▶ **The task**
Repeat every line from the line containing "query (the noun phrase to segment): cluster" to the end of the data, exactly. Leave the pictures out.

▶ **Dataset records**
▬▬▬

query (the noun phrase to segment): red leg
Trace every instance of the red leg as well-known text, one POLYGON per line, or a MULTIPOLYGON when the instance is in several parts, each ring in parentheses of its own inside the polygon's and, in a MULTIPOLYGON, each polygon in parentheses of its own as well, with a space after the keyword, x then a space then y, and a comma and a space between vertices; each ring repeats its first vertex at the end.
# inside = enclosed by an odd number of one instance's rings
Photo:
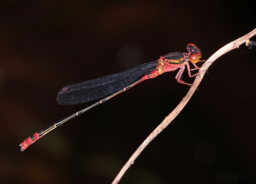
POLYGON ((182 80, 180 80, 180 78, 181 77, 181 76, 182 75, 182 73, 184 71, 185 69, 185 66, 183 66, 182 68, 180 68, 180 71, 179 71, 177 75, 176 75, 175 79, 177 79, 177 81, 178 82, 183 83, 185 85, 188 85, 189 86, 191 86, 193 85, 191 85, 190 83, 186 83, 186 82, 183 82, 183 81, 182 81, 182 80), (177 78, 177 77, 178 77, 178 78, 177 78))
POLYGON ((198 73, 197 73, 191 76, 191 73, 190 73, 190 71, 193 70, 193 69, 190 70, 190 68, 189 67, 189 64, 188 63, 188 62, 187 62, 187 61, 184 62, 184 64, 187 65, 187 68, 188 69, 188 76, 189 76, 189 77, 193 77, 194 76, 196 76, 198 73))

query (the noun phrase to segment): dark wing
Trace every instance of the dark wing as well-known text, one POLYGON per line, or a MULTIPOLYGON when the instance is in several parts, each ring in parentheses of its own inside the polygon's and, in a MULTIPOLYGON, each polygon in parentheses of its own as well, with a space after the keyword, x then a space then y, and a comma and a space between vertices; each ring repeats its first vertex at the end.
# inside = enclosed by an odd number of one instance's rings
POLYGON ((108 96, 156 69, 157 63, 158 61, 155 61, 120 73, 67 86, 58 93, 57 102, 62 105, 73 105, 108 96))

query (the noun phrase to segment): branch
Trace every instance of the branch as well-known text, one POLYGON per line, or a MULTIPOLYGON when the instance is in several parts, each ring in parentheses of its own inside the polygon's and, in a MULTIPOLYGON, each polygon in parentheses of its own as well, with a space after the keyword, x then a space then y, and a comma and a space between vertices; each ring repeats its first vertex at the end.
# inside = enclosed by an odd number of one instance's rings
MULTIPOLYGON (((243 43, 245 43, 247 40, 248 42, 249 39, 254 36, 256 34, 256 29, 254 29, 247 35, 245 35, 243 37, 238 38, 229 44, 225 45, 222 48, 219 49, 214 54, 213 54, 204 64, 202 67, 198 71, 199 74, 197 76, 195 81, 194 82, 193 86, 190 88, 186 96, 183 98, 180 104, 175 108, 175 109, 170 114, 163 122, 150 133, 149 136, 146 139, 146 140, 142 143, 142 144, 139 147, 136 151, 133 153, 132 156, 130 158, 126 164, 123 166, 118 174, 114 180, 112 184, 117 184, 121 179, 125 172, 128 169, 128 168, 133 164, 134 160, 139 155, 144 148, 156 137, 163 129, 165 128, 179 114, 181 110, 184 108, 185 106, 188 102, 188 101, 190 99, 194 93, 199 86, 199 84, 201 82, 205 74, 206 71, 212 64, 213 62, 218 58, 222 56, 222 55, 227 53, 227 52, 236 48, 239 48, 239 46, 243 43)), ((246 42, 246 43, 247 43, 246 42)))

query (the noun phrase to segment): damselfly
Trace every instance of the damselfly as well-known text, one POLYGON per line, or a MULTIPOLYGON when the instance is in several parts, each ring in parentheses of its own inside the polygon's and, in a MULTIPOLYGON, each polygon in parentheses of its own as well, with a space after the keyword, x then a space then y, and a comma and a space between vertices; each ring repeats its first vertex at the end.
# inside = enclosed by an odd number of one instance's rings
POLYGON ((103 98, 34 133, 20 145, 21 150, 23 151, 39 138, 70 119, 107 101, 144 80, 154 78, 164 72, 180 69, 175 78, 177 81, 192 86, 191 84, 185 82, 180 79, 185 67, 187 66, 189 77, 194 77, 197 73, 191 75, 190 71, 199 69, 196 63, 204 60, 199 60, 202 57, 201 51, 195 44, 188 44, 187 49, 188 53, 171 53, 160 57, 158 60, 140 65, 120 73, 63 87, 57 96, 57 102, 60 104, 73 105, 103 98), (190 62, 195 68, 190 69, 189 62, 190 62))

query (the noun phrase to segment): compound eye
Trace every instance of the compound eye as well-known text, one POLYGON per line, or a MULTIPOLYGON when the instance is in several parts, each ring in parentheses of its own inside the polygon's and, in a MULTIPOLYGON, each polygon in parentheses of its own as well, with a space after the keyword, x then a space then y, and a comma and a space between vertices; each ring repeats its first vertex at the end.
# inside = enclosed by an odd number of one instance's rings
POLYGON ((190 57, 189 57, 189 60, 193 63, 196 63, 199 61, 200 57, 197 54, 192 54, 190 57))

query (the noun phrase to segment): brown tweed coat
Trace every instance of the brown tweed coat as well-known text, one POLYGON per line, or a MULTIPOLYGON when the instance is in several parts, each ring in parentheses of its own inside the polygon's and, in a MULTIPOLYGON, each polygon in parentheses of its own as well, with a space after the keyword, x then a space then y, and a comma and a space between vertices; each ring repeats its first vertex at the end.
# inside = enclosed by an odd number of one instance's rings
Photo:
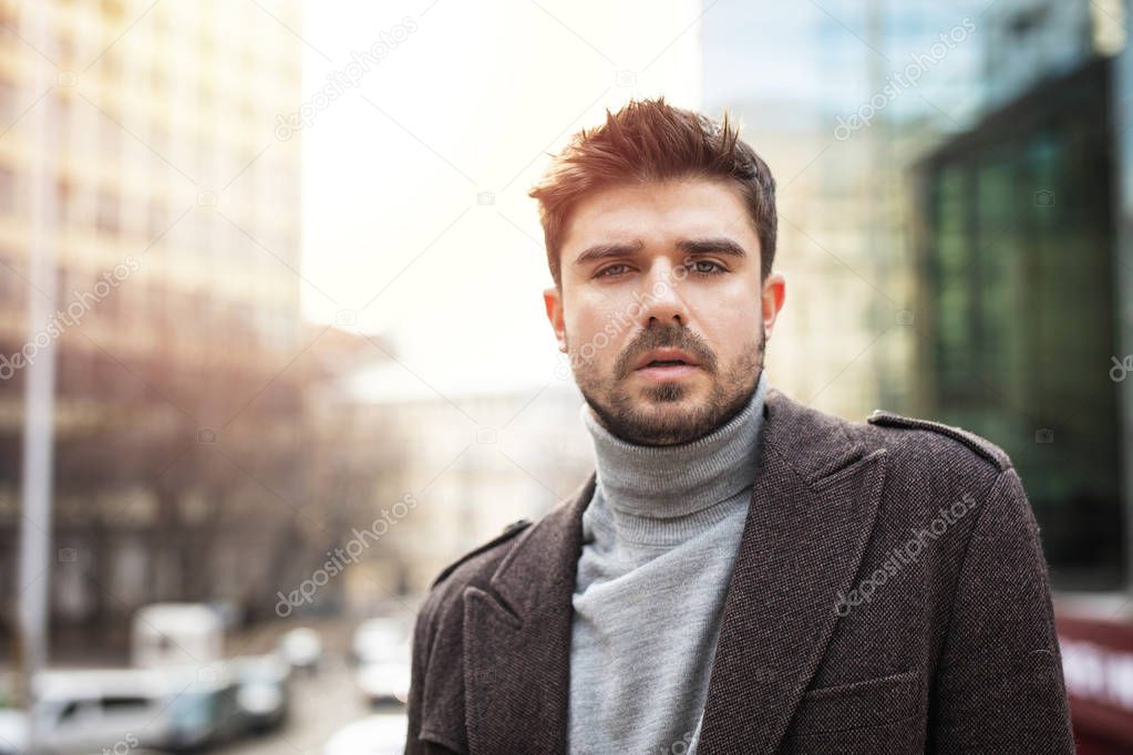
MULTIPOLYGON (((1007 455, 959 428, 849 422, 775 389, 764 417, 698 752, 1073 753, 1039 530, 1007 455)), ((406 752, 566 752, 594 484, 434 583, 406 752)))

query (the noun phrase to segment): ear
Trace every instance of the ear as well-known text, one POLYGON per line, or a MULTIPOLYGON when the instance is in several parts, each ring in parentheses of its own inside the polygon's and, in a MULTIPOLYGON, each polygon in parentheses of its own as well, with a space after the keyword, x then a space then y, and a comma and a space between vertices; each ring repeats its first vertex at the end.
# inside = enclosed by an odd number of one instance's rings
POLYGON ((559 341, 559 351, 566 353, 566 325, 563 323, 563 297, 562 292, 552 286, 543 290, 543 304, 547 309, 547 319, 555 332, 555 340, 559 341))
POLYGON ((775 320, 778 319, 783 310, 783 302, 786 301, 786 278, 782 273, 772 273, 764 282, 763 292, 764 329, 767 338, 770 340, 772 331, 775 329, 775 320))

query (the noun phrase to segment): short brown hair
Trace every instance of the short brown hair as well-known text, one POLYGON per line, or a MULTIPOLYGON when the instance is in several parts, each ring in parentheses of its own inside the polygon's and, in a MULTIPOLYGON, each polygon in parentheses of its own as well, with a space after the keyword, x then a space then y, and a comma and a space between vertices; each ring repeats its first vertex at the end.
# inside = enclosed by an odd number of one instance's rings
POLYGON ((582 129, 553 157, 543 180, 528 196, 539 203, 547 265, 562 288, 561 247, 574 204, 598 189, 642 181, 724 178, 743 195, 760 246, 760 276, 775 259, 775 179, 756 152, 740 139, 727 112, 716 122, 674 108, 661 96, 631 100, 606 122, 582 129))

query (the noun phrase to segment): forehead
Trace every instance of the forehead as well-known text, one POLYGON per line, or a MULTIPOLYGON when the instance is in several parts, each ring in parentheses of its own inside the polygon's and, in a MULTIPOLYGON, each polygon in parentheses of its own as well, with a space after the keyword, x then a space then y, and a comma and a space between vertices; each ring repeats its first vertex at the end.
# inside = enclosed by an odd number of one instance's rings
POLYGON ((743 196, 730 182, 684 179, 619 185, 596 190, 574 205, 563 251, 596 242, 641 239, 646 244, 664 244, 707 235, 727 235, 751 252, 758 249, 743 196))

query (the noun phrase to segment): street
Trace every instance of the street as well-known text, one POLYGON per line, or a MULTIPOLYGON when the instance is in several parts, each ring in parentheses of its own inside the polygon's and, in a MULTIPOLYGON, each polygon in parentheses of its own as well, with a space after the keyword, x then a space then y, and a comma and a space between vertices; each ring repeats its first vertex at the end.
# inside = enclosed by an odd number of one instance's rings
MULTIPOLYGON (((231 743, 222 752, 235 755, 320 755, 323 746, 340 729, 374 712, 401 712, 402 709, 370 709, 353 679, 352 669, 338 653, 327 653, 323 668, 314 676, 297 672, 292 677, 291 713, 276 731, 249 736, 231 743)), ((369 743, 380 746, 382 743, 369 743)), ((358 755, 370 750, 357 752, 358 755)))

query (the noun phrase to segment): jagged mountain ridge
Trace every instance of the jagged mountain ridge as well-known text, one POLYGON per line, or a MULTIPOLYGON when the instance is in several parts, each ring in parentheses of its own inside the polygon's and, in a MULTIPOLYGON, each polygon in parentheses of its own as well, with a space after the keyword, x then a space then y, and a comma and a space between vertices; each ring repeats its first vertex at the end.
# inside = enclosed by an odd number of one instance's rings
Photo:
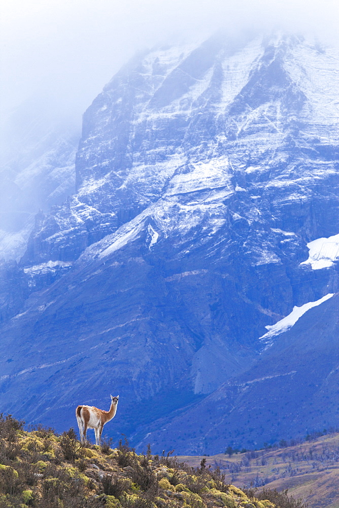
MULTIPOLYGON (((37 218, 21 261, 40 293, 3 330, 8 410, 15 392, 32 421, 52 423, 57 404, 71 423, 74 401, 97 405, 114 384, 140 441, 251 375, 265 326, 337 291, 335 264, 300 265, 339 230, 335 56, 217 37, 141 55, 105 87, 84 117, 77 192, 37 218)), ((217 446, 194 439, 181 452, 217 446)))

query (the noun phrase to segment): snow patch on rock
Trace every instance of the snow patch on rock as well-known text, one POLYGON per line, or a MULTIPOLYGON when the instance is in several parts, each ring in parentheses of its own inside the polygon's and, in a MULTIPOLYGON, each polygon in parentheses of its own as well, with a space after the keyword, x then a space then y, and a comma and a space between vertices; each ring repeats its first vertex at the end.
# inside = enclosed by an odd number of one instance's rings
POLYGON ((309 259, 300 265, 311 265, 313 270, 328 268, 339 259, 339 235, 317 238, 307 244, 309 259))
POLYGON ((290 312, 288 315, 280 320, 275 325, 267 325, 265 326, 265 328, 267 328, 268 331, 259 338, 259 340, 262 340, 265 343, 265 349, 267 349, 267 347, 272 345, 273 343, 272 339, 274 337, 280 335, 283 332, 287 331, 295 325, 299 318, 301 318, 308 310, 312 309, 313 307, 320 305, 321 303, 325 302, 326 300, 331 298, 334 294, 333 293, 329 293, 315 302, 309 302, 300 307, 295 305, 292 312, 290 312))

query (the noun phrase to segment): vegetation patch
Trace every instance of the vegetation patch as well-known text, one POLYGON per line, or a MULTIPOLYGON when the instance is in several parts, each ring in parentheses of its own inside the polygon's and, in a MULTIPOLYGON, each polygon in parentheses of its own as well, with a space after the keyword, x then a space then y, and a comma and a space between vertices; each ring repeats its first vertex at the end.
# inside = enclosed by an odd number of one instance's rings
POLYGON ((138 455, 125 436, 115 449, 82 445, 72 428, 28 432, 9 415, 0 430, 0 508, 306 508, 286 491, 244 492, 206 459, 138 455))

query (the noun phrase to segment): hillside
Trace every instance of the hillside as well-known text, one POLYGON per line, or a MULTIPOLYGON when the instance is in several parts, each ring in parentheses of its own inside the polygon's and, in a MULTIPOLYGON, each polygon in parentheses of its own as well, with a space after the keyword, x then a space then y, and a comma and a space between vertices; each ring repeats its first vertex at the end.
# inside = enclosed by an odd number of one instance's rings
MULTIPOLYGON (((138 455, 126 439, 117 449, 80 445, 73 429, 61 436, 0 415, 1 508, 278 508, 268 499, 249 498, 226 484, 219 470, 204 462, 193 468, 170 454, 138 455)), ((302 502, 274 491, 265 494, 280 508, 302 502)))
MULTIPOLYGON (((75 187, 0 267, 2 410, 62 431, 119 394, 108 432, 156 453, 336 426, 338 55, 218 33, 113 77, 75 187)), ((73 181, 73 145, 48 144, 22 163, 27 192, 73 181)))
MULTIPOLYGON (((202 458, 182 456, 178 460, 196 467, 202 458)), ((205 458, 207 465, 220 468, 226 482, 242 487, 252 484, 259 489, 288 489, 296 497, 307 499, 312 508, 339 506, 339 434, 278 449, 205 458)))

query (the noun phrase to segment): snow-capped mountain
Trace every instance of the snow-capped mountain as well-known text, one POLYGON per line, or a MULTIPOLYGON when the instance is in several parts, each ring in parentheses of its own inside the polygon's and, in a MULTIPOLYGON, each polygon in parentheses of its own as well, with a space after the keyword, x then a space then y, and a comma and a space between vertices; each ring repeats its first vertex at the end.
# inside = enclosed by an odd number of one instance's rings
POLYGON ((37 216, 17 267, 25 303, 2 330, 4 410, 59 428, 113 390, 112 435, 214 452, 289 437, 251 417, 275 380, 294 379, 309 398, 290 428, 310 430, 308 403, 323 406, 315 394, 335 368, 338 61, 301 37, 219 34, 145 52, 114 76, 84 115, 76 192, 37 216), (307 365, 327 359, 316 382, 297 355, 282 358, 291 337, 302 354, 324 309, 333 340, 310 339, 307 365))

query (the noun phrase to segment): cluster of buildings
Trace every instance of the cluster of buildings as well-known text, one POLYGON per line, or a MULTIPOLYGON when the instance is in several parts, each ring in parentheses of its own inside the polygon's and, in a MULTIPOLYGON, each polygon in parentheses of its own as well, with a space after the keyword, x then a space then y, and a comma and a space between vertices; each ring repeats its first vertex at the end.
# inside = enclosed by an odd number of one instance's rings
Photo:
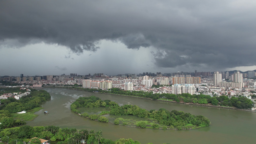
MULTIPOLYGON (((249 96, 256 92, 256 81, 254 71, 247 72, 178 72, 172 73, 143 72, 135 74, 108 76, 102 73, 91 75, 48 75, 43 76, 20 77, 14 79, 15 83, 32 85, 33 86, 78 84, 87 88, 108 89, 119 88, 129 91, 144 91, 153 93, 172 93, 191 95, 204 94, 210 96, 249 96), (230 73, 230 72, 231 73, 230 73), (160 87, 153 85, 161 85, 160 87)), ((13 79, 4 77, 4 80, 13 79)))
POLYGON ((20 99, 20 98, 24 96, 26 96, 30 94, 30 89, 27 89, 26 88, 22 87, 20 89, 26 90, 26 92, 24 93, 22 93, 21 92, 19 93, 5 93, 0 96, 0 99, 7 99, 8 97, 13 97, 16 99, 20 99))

▬▬▬

▶ **Task solution**
query (the noun phrase to segment): cluster of buildings
Trace every instance of the cluster of buildings as well-known text, one POLYGON per line, or a MULTIPOLYGON when the instance is in several parts, each ring in parentheses of its own inside the polygon's and, in a MULTIPOLYGON, each polygon in parentheses of its own as well, with a space after the keyword, x then a space then y, and a comma and a space between vertices; each ring repeats its first vertex at the end.
# inside = enclosed by an odd number of one instance's rings
Photo:
MULTIPOLYGON (((249 96, 256 92, 256 81, 254 71, 247 72, 178 72, 172 73, 143 72, 135 74, 108 76, 102 73, 91 75, 48 75, 43 76, 20 77, 14 79, 15 83, 32 85, 33 86, 78 84, 87 88, 108 89, 119 88, 129 91, 144 91, 153 93, 172 93, 191 95, 204 94, 210 96, 249 96), (230 73, 230 72, 231 73, 230 73), (160 87, 153 85, 161 85, 160 87)), ((13 79, 4 77, 4 80, 13 79)))
POLYGON ((20 99, 20 98, 24 96, 26 96, 30 94, 30 89, 27 89, 26 88, 22 87, 20 89, 26 90, 26 92, 24 93, 22 93, 21 92, 19 93, 5 93, 0 96, 0 99, 7 99, 8 97, 13 97, 16 99, 20 99))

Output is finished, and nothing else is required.